* [Stated exercise]
Please put the records below, from their first line through the line containing "xmin=0 ymin=0 xmax=400 ymax=299" (both included), into a Markdown table with a Row column numbering each row and a Line column holding each line, leaving out blank lines.

-- BEGIN Records for processing --

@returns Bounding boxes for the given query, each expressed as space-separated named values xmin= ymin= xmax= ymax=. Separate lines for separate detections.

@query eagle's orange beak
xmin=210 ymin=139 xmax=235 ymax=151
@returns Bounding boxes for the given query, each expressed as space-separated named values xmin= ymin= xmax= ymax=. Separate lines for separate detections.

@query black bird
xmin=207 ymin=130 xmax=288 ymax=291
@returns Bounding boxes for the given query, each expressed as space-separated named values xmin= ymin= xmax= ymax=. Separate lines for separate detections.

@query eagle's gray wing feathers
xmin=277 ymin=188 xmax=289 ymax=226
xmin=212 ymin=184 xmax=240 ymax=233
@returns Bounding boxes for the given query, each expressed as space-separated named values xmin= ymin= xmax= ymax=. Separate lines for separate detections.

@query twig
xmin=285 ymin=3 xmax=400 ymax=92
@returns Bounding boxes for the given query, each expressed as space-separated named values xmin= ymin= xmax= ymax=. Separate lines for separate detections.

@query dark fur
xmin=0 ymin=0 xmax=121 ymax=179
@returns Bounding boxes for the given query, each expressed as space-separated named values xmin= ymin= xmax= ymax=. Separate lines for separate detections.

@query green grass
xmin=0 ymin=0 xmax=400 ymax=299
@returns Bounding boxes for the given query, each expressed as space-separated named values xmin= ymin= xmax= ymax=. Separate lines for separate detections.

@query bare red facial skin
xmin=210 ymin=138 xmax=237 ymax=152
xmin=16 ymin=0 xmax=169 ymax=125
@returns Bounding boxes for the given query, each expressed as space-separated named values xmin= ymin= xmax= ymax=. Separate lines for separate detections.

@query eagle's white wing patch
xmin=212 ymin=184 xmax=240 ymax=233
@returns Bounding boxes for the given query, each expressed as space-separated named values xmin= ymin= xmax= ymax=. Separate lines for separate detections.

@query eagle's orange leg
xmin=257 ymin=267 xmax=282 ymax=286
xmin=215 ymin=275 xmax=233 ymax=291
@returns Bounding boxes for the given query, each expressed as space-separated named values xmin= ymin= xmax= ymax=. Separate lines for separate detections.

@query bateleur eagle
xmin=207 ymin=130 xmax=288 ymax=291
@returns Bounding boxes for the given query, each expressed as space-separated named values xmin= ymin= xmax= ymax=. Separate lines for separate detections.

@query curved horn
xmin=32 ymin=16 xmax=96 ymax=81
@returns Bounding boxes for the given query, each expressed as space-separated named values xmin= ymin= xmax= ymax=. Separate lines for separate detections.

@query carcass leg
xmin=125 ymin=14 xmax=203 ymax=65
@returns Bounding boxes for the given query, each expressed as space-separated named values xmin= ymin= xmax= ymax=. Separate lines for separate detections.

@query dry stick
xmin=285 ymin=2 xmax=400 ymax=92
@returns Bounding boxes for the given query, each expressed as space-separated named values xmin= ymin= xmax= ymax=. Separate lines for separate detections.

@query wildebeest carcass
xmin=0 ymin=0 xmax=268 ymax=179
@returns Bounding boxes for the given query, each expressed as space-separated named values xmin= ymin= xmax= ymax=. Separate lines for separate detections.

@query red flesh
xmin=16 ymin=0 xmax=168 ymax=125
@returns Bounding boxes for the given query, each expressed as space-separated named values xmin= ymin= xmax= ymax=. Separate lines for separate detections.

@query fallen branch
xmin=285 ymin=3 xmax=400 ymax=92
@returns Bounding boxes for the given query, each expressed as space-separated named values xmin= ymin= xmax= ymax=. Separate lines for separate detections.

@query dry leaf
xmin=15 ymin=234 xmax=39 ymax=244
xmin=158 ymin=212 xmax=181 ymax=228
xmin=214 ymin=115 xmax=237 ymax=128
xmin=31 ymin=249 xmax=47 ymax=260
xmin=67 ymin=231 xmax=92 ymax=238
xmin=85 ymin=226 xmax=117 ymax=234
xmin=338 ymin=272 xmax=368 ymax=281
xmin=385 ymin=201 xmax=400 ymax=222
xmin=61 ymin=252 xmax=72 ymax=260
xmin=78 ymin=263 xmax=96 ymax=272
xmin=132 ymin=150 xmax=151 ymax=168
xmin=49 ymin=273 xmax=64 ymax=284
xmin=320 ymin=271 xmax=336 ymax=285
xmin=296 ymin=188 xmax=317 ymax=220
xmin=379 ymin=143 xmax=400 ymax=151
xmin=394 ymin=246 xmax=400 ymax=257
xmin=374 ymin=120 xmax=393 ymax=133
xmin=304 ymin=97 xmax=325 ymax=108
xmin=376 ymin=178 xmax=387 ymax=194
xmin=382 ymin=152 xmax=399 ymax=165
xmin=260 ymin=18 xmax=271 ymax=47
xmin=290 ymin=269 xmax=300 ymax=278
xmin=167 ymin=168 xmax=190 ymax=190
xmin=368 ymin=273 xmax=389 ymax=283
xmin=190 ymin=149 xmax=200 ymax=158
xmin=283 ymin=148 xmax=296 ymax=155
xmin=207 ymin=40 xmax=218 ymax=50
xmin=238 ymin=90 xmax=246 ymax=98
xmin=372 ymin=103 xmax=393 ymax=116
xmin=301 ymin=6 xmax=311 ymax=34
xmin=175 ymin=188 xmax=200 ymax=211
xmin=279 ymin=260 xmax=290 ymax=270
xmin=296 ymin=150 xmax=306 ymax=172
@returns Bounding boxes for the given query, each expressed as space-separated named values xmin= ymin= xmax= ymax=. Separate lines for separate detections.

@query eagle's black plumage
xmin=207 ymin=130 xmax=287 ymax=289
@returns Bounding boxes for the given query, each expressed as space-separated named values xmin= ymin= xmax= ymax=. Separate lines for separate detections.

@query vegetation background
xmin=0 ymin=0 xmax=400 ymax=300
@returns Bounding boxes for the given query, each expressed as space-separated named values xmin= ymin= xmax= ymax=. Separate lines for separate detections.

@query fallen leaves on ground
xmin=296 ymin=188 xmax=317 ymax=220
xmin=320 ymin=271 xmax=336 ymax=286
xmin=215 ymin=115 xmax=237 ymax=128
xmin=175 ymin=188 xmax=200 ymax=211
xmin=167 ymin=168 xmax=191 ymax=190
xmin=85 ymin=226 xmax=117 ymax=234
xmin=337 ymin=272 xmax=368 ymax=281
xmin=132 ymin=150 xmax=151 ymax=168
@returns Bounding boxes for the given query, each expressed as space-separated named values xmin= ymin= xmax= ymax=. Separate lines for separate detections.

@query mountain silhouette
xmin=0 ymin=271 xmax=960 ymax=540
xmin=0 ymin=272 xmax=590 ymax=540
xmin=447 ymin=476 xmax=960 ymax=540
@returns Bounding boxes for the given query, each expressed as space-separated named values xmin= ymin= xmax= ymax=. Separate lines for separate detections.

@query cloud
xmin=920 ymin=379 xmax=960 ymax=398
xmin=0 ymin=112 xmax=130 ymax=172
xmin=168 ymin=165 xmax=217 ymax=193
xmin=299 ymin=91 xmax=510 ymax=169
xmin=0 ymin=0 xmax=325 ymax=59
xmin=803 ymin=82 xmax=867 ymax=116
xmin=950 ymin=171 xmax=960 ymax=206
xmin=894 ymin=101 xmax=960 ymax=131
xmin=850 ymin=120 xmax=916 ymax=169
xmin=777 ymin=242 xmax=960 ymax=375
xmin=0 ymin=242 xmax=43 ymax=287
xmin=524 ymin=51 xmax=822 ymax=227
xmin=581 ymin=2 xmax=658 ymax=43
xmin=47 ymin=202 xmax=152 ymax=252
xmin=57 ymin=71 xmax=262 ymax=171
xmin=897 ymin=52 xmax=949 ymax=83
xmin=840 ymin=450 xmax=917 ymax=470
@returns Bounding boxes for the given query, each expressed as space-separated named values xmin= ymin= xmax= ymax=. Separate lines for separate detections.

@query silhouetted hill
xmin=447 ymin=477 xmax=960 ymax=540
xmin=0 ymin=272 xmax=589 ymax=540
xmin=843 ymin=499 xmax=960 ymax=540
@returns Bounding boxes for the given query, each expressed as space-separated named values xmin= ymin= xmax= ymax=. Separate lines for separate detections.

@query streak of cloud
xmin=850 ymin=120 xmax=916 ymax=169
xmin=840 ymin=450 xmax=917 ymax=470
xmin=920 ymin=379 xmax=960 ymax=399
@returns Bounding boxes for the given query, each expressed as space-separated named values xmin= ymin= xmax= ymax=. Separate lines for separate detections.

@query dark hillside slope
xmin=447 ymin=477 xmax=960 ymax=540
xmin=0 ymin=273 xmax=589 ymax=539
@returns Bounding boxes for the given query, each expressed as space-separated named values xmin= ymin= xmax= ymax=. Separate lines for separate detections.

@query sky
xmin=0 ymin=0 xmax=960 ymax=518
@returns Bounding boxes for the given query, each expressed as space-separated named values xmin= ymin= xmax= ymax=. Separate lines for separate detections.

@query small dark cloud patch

-- END Records for processing --

* [Problem solution]
| Row | Line |
|---|---|
| 1 | @returns Bounding boxes for the given query, each expressed as space-separated named values xmin= ymin= xmax= ymax=. Separate lines for separate detections. |
| 2 | @query eagle's orange beak |
| 3 | xmin=210 ymin=139 xmax=235 ymax=151 |
| 4 | @returns Bounding boxes for the given query, each expressed as space-separated named values xmin= ymin= xmax= ymax=. Separate lines for separate detections. |
| 5 | @query black bird |
| 6 | xmin=207 ymin=130 xmax=288 ymax=291 |
| 7 | @returns Bounding boxes for the given query, each expressed as space-separated named values xmin= ymin= xmax= ymax=. Separate lines for separate detections. |
| 8 | @query eagle's gray wing feathers |
| 9 | xmin=277 ymin=188 xmax=289 ymax=226 |
| 10 | xmin=212 ymin=184 xmax=240 ymax=233 |
| 11 | @returns Bounding boxes for the given query, each expressed as space-separated named values xmin= ymin= xmax= ymax=. Separate lines for separate detections. |
| 12 | @query twig |
| 13 | xmin=285 ymin=3 xmax=400 ymax=92 |
| 14 | @returns Bounding boxes for the given query, each expressed as space-separated named values xmin= ymin= xmax= ymax=. Separate lines for separate detections. |
| 15 | @query dark fur |
| 16 | xmin=0 ymin=0 xmax=121 ymax=179 |
| 17 | @returns Bounding boxes for the given query, each expressed as space-separated named values xmin= ymin= xmax= ymax=. Separate lines for separate detections. |
| 18 | @query green grass |
| 19 | xmin=0 ymin=0 xmax=400 ymax=299 |